Problem description ▸ Please give everything from the line containing "the walnut shell" down to the end of the material again, substituting "biscuit" for "cookie" and leaving all else unchanged.
◇ ◇ ◇ ◇
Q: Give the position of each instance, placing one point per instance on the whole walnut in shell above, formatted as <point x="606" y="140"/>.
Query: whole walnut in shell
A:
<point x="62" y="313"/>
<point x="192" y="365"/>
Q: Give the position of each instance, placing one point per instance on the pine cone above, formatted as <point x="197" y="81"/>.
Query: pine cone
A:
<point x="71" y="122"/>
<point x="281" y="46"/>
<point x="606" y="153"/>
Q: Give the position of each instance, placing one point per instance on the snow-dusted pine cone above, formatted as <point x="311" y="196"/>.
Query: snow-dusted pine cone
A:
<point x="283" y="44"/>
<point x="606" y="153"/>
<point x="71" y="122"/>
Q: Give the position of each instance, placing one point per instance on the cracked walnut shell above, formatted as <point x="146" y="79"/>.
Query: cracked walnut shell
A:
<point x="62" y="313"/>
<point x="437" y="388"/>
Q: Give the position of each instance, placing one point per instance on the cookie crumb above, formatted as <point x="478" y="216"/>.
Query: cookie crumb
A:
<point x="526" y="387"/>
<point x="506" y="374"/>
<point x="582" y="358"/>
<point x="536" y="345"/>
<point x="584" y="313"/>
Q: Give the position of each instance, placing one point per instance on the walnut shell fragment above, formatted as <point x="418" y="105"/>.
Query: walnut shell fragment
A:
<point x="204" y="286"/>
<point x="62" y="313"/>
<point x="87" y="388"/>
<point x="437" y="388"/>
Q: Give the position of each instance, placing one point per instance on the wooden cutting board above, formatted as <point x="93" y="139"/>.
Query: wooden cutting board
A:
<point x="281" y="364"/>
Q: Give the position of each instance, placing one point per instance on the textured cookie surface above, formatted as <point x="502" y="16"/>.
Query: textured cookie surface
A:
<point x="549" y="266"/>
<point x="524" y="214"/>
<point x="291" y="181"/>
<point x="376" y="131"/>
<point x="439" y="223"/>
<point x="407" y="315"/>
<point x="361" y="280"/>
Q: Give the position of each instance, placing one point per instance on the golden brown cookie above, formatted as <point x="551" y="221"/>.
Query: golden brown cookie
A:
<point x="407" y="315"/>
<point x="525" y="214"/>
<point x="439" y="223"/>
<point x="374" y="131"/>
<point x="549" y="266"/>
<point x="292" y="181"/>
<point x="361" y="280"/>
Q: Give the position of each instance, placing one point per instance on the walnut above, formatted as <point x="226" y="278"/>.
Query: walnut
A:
◇ ◇ ◇ ◇
Solution for this problem ▸
Q: Give the position of each instance, placing one point per instance on the walnut shell fragment above, formatted as <point x="418" y="105"/>.
Query: walnut shell fragment
A:
<point x="204" y="286"/>
<point x="62" y="313"/>
<point x="87" y="388"/>
<point x="437" y="388"/>
Q: Give the position of each instance, placing one point per instance on the wooden cutting board above, formatted as <point x="93" y="139"/>.
Query: wooden cutting board
A:
<point x="281" y="364"/>
Q: Give the position of each instance, placing one point per instance on the textured biscuit surface above, formatted as <point x="502" y="16"/>.
Query: textured biscuit surface
A:
<point x="549" y="266"/>
<point x="524" y="214"/>
<point x="291" y="181"/>
<point x="376" y="131"/>
<point x="439" y="223"/>
<point x="407" y="315"/>
<point x="361" y="280"/>
Q: Give the position of each instance, placing one point per instance on the golden brown biscuit above, formatted as <point x="551" y="221"/>.
Query: golden brown biscuit
A:
<point x="407" y="315"/>
<point x="525" y="214"/>
<point x="439" y="223"/>
<point x="374" y="131"/>
<point x="549" y="266"/>
<point x="292" y="181"/>
<point x="361" y="280"/>
Q: Give the position of each instance, placing one point per instance on the walnut above, formatted as <point x="226" y="278"/>.
Query: walnut
A:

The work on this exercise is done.